:: Text segment

Most people are familiar with brands such as WeightWatchers, Medvi, Hims/Hers, etc. But what most people aren’t familiar with are the companies behind the scenes who actually manufacture the compounds you’re prescribed. We decided to take a deep dive into Vial’s pharmacy index, the companies responsible for physically compounding the semaglutide, peptides, and testosterone, and found some surprising facts.
Nearly half of the pharmacies we track have a federal enforcement action by the Food & Drug Administration (FDA). An FDA federal enforcement action against a pharmacy is an official penalty or legal step taken when a pharmacy breaks the Federal Food, Drug, and Cosmetic Act (FD&C Act). These actions attempt to protect you from unsafe or incorrectly made drugs.

::::

● Task instructions
From the passage on compounding pharmacies, pull out everything from "Most people are familiar" down to "incorrectly made drugs.", word for word.

:: Source data

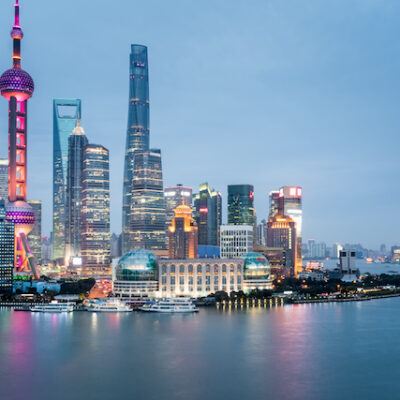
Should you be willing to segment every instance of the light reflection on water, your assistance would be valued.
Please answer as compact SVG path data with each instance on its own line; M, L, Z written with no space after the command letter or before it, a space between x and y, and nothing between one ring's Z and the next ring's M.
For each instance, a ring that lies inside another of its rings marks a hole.
M387 299L186 315L0 310L0 398L395 399L399 306Z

::::

● Exercise response
Most people are familiar with brands such as WeightWatchers, Medvi, Hims/Hers, etc. But what most people aren’t familiar with are the companies behind the scenes who actually manufacture the compounds you’re prescribed. We decided to take a deep dive into Vial’s pharmacy index, the companies responsible for physically compounding the semaglutide, peptides, and testosterone, and found some surprising facts.
Nearly half of the pharmacies we track have a federal enforcement action by the Food & Drug Administration (FDA). An FDA federal enforcement action against a pharmacy is an official penalty or legal step taken when a pharmacy breaks the Federal Food, Drug, and Cosmetic Act (FD&C Act). These actions attempt to protect you from unsafe or incorrectly made drugs.